++++ Text excerpt
# Miami Blues: Question for DBSTalk Oldtimers



## Nick (Apr 23, 2002)

Miami Blues (1990)
Starring: Alec Baldwin, Jennifer Jason Leigh, Fred Ward

A question for our venerable senior DBSTalkers:

In a scene in "Miami Blues", where Alec Baldwin's character is having his busted left eyebrow sewn up by an old woman, is the woman played by Imogene Coca? If so, she uncredited on IMDB. You may recall, Ms. Coca also played "Aunt Edna" in National Lampoon's "Vacation".

I well remember Imogene Coca from the early '50s when she played opposite Sid Cesar in the tv comedy variety show, "Your Show of Shows".


----------



## Rich (Feb 22, 2007)

Nick said:


> Miami Blues (1990)
> Starring: Alec Baldwin, Jennifer Jason Leigh, Fred Ward
> 
> A question for our venerable senior DBSTalkers:
> ...
++++++++
++++ Provided material
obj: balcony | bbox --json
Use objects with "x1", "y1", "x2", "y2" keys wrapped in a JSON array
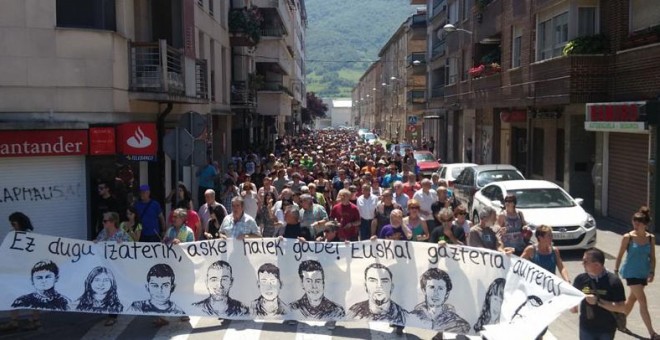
[
  {"x1": 528, "y1": 55, "x2": 611, "y2": 105},
  {"x1": 408, "y1": 13, "x2": 426, "y2": 40},
  {"x1": 431, "y1": 40, "x2": 445, "y2": 60},
  {"x1": 129, "y1": 40, "x2": 208, "y2": 103},
  {"x1": 407, "y1": 90, "x2": 426, "y2": 104},
  {"x1": 231, "y1": 81, "x2": 257, "y2": 108}
]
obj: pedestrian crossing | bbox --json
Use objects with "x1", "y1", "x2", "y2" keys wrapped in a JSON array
[{"x1": 0, "y1": 313, "x2": 556, "y2": 340}]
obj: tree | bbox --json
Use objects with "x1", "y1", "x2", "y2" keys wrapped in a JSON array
[{"x1": 300, "y1": 92, "x2": 328, "y2": 124}]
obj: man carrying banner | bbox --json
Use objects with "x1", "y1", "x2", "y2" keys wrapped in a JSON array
[
  {"x1": 571, "y1": 248, "x2": 626, "y2": 340},
  {"x1": 411, "y1": 268, "x2": 470, "y2": 334},
  {"x1": 220, "y1": 196, "x2": 261, "y2": 240},
  {"x1": 348, "y1": 263, "x2": 408, "y2": 335},
  {"x1": 250, "y1": 263, "x2": 289, "y2": 317},
  {"x1": 192, "y1": 261, "x2": 249, "y2": 317},
  {"x1": 290, "y1": 260, "x2": 346, "y2": 329}
]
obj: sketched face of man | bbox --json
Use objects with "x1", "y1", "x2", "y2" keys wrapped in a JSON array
[
  {"x1": 257, "y1": 272, "x2": 281, "y2": 301},
  {"x1": 424, "y1": 280, "x2": 448, "y2": 308},
  {"x1": 92, "y1": 273, "x2": 112, "y2": 295},
  {"x1": 302, "y1": 270, "x2": 325, "y2": 301},
  {"x1": 32, "y1": 270, "x2": 57, "y2": 292},
  {"x1": 206, "y1": 267, "x2": 234, "y2": 300},
  {"x1": 147, "y1": 276, "x2": 174, "y2": 304},
  {"x1": 364, "y1": 268, "x2": 394, "y2": 306}
]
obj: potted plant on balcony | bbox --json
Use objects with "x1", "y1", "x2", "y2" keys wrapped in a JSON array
[
  {"x1": 229, "y1": 6, "x2": 264, "y2": 45},
  {"x1": 562, "y1": 34, "x2": 609, "y2": 55}
]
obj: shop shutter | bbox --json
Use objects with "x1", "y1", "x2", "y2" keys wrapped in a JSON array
[
  {"x1": 607, "y1": 133, "x2": 649, "y2": 223},
  {"x1": 0, "y1": 156, "x2": 88, "y2": 239}
]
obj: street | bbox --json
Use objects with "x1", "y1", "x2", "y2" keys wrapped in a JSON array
[{"x1": 0, "y1": 220, "x2": 660, "y2": 340}]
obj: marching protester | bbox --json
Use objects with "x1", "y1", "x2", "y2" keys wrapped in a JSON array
[{"x1": 614, "y1": 206, "x2": 660, "y2": 340}]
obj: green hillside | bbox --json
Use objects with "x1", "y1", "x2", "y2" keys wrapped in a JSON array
[{"x1": 305, "y1": 0, "x2": 415, "y2": 98}]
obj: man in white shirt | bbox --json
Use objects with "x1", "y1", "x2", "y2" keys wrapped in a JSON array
[
  {"x1": 413, "y1": 178, "x2": 438, "y2": 221},
  {"x1": 198, "y1": 189, "x2": 227, "y2": 235},
  {"x1": 357, "y1": 184, "x2": 378, "y2": 241}
]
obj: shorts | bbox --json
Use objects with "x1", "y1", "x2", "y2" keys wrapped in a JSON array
[{"x1": 626, "y1": 277, "x2": 648, "y2": 286}]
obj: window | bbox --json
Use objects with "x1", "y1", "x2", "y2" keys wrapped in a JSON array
[
  {"x1": 630, "y1": 0, "x2": 660, "y2": 32},
  {"x1": 56, "y1": 0, "x2": 117, "y2": 31},
  {"x1": 462, "y1": 0, "x2": 472, "y2": 20},
  {"x1": 532, "y1": 128, "x2": 545, "y2": 176},
  {"x1": 511, "y1": 26, "x2": 522, "y2": 68},
  {"x1": 537, "y1": 12, "x2": 568, "y2": 60},
  {"x1": 578, "y1": 7, "x2": 597, "y2": 37},
  {"x1": 447, "y1": 1, "x2": 458, "y2": 25},
  {"x1": 445, "y1": 58, "x2": 458, "y2": 85},
  {"x1": 555, "y1": 129, "x2": 564, "y2": 182}
]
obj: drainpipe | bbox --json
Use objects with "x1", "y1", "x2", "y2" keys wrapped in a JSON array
[{"x1": 157, "y1": 103, "x2": 174, "y2": 207}]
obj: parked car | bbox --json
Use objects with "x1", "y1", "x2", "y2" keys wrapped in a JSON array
[
  {"x1": 390, "y1": 143, "x2": 413, "y2": 157},
  {"x1": 454, "y1": 164, "x2": 525, "y2": 211},
  {"x1": 438, "y1": 163, "x2": 477, "y2": 187},
  {"x1": 471, "y1": 180, "x2": 596, "y2": 249},
  {"x1": 413, "y1": 150, "x2": 440, "y2": 176}
]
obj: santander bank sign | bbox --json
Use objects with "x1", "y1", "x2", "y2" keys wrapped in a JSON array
[{"x1": 0, "y1": 130, "x2": 89, "y2": 157}]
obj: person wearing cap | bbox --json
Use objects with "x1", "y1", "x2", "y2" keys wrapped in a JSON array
[
  {"x1": 300, "y1": 194, "x2": 328, "y2": 236},
  {"x1": 135, "y1": 184, "x2": 166, "y2": 242}
]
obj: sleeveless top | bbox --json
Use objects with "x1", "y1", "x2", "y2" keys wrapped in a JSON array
[
  {"x1": 502, "y1": 212, "x2": 525, "y2": 252},
  {"x1": 532, "y1": 245, "x2": 557, "y2": 274},
  {"x1": 621, "y1": 236, "x2": 651, "y2": 279}
]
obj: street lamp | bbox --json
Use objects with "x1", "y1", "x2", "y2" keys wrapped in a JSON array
[{"x1": 442, "y1": 24, "x2": 472, "y2": 34}]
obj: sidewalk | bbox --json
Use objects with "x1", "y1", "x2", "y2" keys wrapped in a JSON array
[{"x1": 550, "y1": 218, "x2": 660, "y2": 339}]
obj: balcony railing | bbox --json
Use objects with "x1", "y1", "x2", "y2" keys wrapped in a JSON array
[
  {"x1": 431, "y1": 85, "x2": 445, "y2": 98},
  {"x1": 261, "y1": 27, "x2": 284, "y2": 37},
  {"x1": 195, "y1": 59, "x2": 209, "y2": 99},
  {"x1": 410, "y1": 13, "x2": 426, "y2": 27},
  {"x1": 130, "y1": 40, "x2": 186, "y2": 95},
  {"x1": 408, "y1": 90, "x2": 426, "y2": 104},
  {"x1": 231, "y1": 81, "x2": 257, "y2": 106},
  {"x1": 406, "y1": 52, "x2": 426, "y2": 66},
  {"x1": 431, "y1": 40, "x2": 445, "y2": 59}
]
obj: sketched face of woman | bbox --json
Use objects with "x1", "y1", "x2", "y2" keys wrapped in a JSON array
[{"x1": 92, "y1": 273, "x2": 112, "y2": 296}]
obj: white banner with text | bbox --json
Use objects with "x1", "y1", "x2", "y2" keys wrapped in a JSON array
[{"x1": 0, "y1": 232, "x2": 584, "y2": 339}]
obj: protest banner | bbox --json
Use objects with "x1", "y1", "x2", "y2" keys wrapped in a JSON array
[{"x1": 0, "y1": 232, "x2": 583, "y2": 339}]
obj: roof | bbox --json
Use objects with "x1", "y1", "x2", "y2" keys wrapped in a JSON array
[{"x1": 332, "y1": 99, "x2": 353, "y2": 107}]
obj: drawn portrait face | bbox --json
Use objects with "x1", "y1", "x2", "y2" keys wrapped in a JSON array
[
  {"x1": 92, "y1": 273, "x2": 112, "y2": 296},
  {"x1": 302, "y1": 270, "x2": 325, "y2": 301},
  {"x1": 365, "y1": 268, "x2": 394, "y2": 305},
  {"x1": 257, "y1": 272, "x2": 280, "y2": 301},
  {"x1": 206, "y1": 267, "x2": 233, "y2": 300},
  {"x1": 424, "y1": 279, "x2": 447, "y2": 308},
  {"x1": 32, "y1": 270, "x2": 57, "y2": 292},
  {"x1": 490, "y1": 295, "x2": 502, "y2": 323},
  {"x1": 147, "y1": 276, "x2": 174, "y2": 304}
]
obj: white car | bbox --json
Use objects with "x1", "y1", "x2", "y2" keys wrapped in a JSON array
[
  {"x1": 470, "y1": 180, "x2": 596, "y2": 250},
  {"x1": 438, "y1": 163, "x2": 477, "y2": 187}
]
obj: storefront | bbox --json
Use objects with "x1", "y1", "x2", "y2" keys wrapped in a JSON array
[
  {"x1": 585, "y1": 102, "x2": 651, "y2": 223},
  {"x1": 0, "y1": 130, "x2": 89, "y2": 239}
]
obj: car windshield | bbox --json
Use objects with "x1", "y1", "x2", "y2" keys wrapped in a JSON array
[
  {"x1": 415, "y1": 153, "x2": 435, "y2": 162},
  {"x1": 507, "y1": 188, "x2": 575, "y2": 209},
  {"x1": 477, "y1": 170, "x2": 525, "y2": 188}
]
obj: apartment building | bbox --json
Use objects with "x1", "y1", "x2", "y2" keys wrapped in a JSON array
[
  {"x1": 0, "y1": 0, "x2": 232, "y2": 239},
  {"x1": 229, "y1": 0, "x2": 307, "y2": 150},
  {"x1": 425, "y1": 0, "x2": 660, "y2": 221},
  {"x1": 353, "y1": 11, "x2": 426, "y2": 145}
]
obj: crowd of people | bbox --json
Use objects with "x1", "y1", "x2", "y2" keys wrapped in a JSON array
[{"x1": 1, "y1": 131, "x2": 657, "y2": 339}]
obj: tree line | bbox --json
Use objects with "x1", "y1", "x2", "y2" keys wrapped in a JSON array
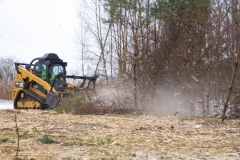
[{"x1": 76, "y1": 0, "x2": 240, "y2": 115}]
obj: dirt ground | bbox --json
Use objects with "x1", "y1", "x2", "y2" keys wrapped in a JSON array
[{"x1": 0, "y1": 110, "x2": 240, "y2": 160}]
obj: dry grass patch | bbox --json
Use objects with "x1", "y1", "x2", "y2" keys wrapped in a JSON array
[{"x1": 0, "y1": 110, "x2": 240, "y2": 159}]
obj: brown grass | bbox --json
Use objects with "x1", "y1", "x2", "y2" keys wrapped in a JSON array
[
  {"x1": 0, "y1": 110, "x2": 240, "y2": 160},
  {"x1": 0, "y1": 79, "x2": 13, "y2": 100}
]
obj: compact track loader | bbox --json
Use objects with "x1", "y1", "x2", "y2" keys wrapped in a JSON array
[{"x1": 12, "y1": 53, "x2": 98, "y2": 109}]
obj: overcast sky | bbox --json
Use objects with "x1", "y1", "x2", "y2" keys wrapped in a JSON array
[{"x1": 0, "y1": 0, "x2": 78, "y2": 73}]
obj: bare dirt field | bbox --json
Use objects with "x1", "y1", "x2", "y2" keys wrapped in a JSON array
[{"x1": 0, "y1": 110, "x2": 240, "y2": 160}]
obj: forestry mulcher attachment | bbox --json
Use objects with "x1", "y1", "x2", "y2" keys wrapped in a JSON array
[{"x1": 12, "y1": 53, "x2": 98, "y2": 109}]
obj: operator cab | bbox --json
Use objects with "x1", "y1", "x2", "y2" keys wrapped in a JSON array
[{"x1": 30, "y1": 53, "x2": 67, "y2": 92}]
++++++++
Set problem 1:
Answer these questions from the forum thread:
(a) Which three actors are listed as starring in Miami Blues?
(b) What role did Imogene Coca play in National Lampoon's "Vacation"?
(c) Which TV comedy variety show featured her opposite Sid Cesar?
Set problem 2:
Copy the stretch of the forum thread from "I well remember" through "(Feb 22, 2007)", swapping in "television" for "tv".
These entries have no connection to the forum thread.

Full answer 1:
(a) Alec Baldwin, Jennifer Jason Leigh, and Fred Ward
(b) "Aunt Edna"
(c) "Your Show of Shows"

Full answer 2:
I well remember Imogene Coca from the early '50s when she played opposite Sid Cesar in the television comedy variety show, "Your Show of Shows".


----------



## Rich (Feb 22, 2007)